Image-grounded pointing data
_ _ _ _

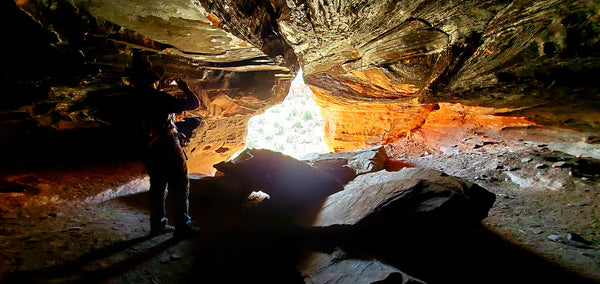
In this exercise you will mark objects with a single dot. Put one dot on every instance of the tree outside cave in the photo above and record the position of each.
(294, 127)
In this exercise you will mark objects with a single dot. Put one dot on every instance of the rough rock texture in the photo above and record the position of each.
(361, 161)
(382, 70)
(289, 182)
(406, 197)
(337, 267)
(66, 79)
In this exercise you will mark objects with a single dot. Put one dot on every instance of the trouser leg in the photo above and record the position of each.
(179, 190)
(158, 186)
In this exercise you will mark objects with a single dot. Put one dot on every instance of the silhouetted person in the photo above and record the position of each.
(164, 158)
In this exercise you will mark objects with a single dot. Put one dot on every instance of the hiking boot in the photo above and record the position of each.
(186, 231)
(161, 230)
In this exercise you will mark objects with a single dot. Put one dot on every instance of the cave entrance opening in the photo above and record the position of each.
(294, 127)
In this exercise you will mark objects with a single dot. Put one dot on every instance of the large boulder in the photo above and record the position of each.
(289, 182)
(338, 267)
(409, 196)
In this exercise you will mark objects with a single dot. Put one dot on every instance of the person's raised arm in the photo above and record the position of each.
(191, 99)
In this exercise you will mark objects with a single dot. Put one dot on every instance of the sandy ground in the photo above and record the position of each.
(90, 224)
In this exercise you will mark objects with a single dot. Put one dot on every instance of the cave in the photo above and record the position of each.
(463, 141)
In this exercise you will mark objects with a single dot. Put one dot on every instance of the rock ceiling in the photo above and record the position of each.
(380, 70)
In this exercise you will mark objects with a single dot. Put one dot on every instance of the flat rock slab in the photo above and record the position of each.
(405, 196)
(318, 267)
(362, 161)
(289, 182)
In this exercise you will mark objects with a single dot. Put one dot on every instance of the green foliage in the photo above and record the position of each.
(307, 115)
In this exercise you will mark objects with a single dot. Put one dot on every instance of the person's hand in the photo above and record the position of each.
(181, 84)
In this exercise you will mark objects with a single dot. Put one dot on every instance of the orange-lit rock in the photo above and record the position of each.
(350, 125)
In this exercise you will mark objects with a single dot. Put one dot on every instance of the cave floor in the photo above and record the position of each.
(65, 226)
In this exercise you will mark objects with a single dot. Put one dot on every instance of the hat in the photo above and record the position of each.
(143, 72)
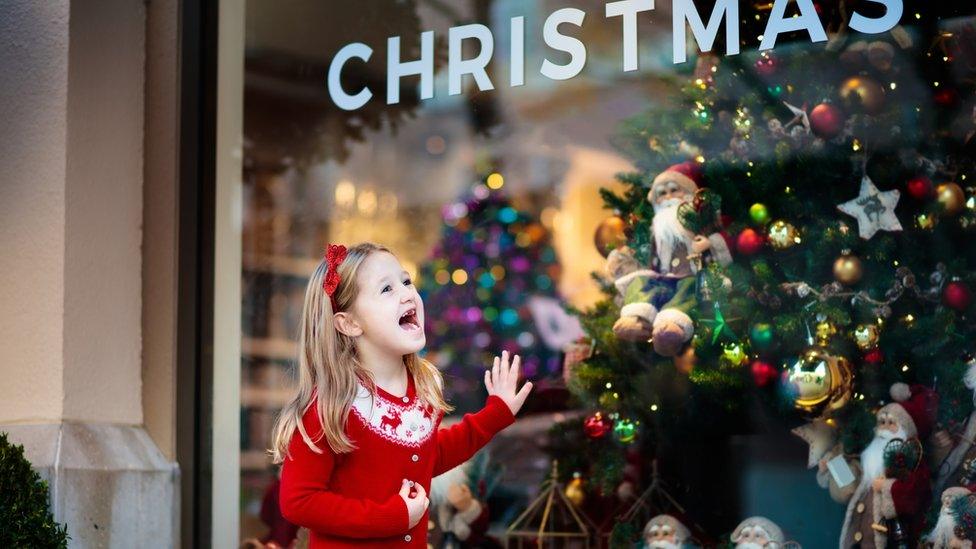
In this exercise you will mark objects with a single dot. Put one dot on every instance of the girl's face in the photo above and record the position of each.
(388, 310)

_ _ _ _

● AIM OF THE TASK
From the line containing "of the girl's" to the last line above, repeat every line exactly and nothing else.

● TASK RESPONSE
In this exercise you will mark objects with a single dot. Put one dot on every instance of the girl's face in the photo above and record the position of each.
(388, 310)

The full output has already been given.